Wednesday, December 31, 2014

the huge, unrecorded hum of implication



Some of the charm of the past consists of the quiet -- the great distracting buzz of implication has stopped and we are left only with what has been fully phrased and precisely stated. And part of the melancholy of the past comes from our knowledge that the huge, unrecorded hum of implication was once there and left no trace -- we feel that because it is evanescent it is especially human. We feel, too, that the truth of the great preserved monuments of the past does not fully appear without it.

Lionel Trilling, Manners, Morals and the Novel, from The Liberal Imagination (1950))



The fact that there is a word for silence is an aesthetic creation.

(Jorge Luis Borges, Poetry, from Seven Nights, tr Eliot Weinberger (1984))

→ **Dataset excerpts**
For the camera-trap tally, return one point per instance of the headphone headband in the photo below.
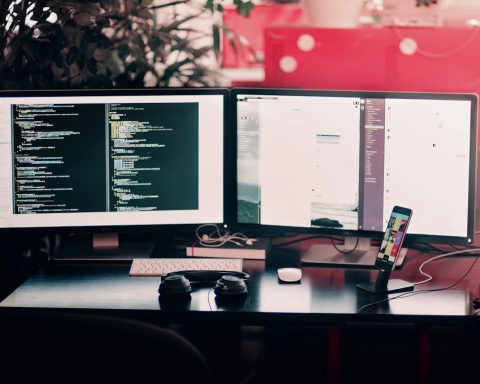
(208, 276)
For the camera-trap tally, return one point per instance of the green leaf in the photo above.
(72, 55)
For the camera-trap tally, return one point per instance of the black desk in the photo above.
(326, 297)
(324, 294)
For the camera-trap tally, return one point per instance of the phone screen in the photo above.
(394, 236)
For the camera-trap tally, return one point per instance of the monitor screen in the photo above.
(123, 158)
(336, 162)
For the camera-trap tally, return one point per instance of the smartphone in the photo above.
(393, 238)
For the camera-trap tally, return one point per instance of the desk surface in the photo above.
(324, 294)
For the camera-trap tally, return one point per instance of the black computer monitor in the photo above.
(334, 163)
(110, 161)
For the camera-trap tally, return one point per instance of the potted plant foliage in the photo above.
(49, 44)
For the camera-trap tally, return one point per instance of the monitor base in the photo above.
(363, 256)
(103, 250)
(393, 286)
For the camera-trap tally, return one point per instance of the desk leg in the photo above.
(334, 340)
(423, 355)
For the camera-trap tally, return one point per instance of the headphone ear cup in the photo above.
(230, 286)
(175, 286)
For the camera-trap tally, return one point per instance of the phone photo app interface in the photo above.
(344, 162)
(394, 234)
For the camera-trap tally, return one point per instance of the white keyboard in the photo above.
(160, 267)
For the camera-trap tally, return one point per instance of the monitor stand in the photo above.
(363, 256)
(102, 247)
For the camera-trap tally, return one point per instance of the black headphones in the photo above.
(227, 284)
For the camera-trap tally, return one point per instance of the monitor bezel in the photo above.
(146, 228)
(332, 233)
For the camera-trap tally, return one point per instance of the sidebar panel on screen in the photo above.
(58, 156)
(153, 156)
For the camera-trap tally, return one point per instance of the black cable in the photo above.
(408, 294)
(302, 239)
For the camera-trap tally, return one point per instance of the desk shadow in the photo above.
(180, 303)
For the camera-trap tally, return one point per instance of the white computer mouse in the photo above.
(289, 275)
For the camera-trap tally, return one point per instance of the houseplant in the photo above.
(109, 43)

* * *

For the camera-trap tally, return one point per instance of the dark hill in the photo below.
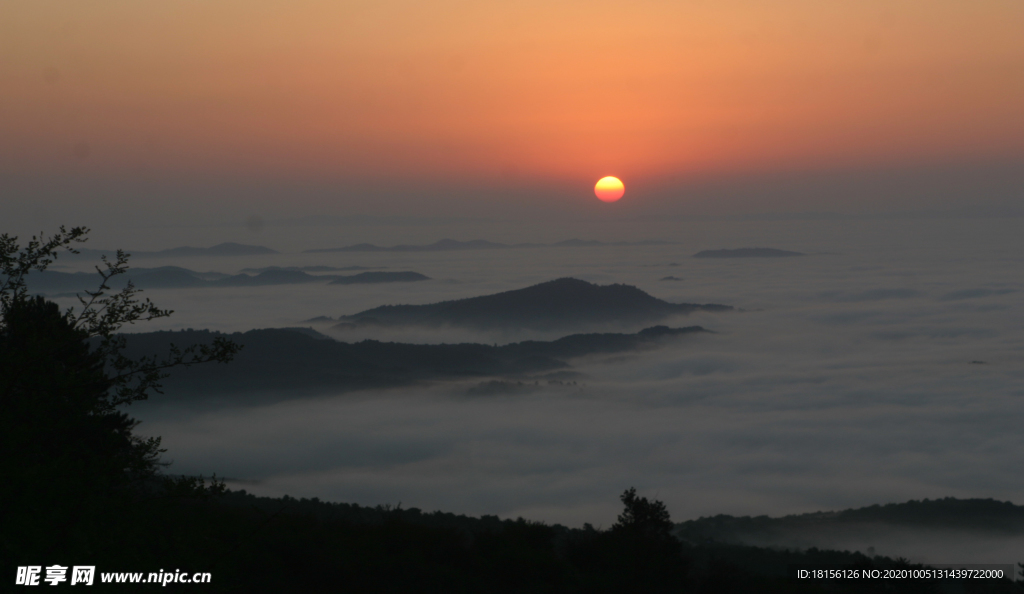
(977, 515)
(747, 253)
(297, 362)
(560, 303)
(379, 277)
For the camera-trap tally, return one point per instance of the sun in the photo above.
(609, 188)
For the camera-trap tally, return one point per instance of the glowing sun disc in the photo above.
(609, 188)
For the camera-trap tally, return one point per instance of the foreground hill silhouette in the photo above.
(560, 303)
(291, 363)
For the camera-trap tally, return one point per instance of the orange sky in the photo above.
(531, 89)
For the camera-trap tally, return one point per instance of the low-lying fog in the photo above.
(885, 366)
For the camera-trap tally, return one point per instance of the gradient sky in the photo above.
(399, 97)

---

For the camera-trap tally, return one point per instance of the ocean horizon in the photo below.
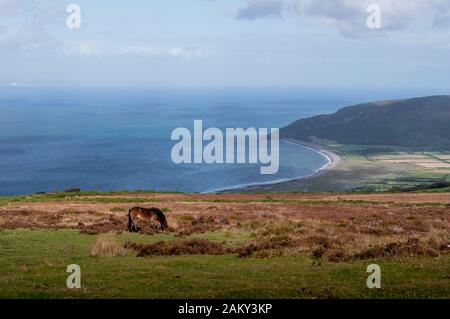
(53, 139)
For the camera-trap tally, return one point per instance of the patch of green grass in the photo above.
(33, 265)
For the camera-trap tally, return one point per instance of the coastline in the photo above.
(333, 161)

→ **Tasks to complete**
**1.** Answer these questions about the passage:
(a) According to the Trilling quotation, what does some of the charm of the past consist of?
(b) From which book does the Borges quotation come, and who translated it?
(c) What year is given for The Liberal Imagination?
**2.** Quote the passage word for word, between "Wednesday, December 31, 2014" and "appear without it.", inclusive.

→ **Solutions to the problems**
**1.**
(a) The quiet.
(b) Seven Nights, translated by Eliot Weinberger.
(c) 1950.

**2.**
Wednesday, December 31, 2014

the huge, unrecorded hum of implication



Some of the charm of the past consists of the quiet -- the great distracting buzz of implication has stopped and we are left only with what has been fully phrased and precisely stated. And part of the melancholy of the past comes from our knowledge that the huge, unrecorded hum of implication was once there and left no trace -- we feel that because it is evanescent it is especially human. We feel, too, that the truth of the great preserved monuments of the past does not fully appear without it.